━━ SUPPLIED PASSAGE

At this point it is not relevant if the dataset is chunked or not, or how large the chunks are, but the chunking may influence the performance significantly. Once you have a working system using hyperslabs on an unchunked dataset, you would want to play with internal chunk parameters to investigate performance.
Hyperslabs are good for n-dimensional datasets. Would that address your needs?
Werner
On Tue, 07 Dec 2010 00:57:45 +0100, Philip Winston < [email protected]> wrote: Thanks for the info and code!
Given this mmap VFD isn't yet part of the library, I'm wondering does anyone do what we're talking today, with the existing HDF5 library? To summarize we have a dataset that doesn't fit in memory. We want to "randomly" perform reads, reading only portions into RAM. Then we make changes in RAM. Then we want to write out only the changed portions.
I'm guessing a chunked file is the starting point here, but what else is needed? Is there a layer on top to coordinate things? To hold a list of modified chunks?
Is it even a good idea to attempt this usage model with HDF5? I read one person suggest using HDF5 is good for bulk read-only data but that he would use a database for "complex" data that requires changes. I wonder our situation is just better suited to a database?
Where do people draw the line? What do you consider appropriate usage model for HDF5 vs. a database or something else? Thanks for any input we have "adopted" HDF5 but really we don't understand it that well yet.
-Philip
On Mon, Dec 6, 2010 at 3:21 PM, Mark Miller <[email protected]> wrote:
I am not sure if you got an answer to this email and so I thought I
would pipe up.
Yes, you can do mmap if you'd like. I took HDF5's sec2 Virtual File
Driver (VFD) and tweeked it to use mmap instead just to test how
something like this would work. I've attached the (hacked) code. To use
it, you are going to have to learn a bit about HDF5 VFDs. Learn about
them in File Access Property lists,
http://www.hdfgroup.org/HDF5/doc/RM/RM_H5P.html, as well as
http://www.hdfgroup.org/HDF5/doc/TechNotes/VFL.html
It is something to start with. I don't know if HDF5 has plans for
writing an mmap based VFD but they really ought to and it is something
that is definitely lacking from their supported VFDs currently.

━━━━
━━ ITEMS

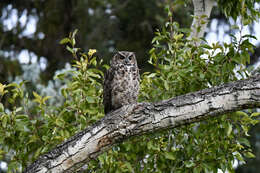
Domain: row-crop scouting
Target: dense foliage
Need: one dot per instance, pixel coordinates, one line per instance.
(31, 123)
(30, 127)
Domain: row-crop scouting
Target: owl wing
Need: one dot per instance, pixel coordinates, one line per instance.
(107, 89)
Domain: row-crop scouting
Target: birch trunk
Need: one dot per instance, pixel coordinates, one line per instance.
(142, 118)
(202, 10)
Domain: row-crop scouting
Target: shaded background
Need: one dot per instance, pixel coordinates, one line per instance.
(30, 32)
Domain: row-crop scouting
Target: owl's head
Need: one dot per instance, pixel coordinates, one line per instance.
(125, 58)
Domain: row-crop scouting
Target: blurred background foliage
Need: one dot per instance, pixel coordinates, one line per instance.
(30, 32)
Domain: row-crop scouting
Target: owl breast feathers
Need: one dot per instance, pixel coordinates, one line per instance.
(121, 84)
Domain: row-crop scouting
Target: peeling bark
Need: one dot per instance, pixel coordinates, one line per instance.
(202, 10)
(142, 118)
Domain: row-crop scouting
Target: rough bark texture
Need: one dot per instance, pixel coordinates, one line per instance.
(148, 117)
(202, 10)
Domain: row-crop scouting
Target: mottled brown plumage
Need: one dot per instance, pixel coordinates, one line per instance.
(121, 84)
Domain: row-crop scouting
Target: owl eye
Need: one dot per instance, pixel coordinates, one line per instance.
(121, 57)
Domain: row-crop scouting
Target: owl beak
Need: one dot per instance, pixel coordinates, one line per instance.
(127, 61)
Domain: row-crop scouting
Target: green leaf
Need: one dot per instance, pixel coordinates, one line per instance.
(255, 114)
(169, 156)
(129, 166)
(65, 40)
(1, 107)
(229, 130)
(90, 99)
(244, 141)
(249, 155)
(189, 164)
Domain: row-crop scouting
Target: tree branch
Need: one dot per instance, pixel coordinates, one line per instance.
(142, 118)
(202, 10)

━━━━

→ **WRITTEN INSTRUCTION**: Write the next part of the HDF5 mailing-list thread shown above, beginning right after its last line.

→ **IN RESPONSE**:
Mark
On Fri, 2010-12-03 at 17:02, Philip Winston wrote:
> We just added HDF5 support in our application. We are using the C
> API. Our datasets are 1D and 2D arrays of integers, a pretty simple
> structure on disk. Today we have about 5GB of data and we load the
> whole thing into RAM, do somewhat random reads, make changes, then
> overwrite the old .h5 file.
>
> I only learned a very minimum amount of the HDF5 API to accomplish the
> above, and it was pretty easy. Now we are looking at supporting much
> larger datasets, such that it will no longer be practical to have the
> whole thing in memory. This is where I'm confused on exactly what
> HDF5 offers vs. what is up to the application, and on what's the best
> way to do things in the application.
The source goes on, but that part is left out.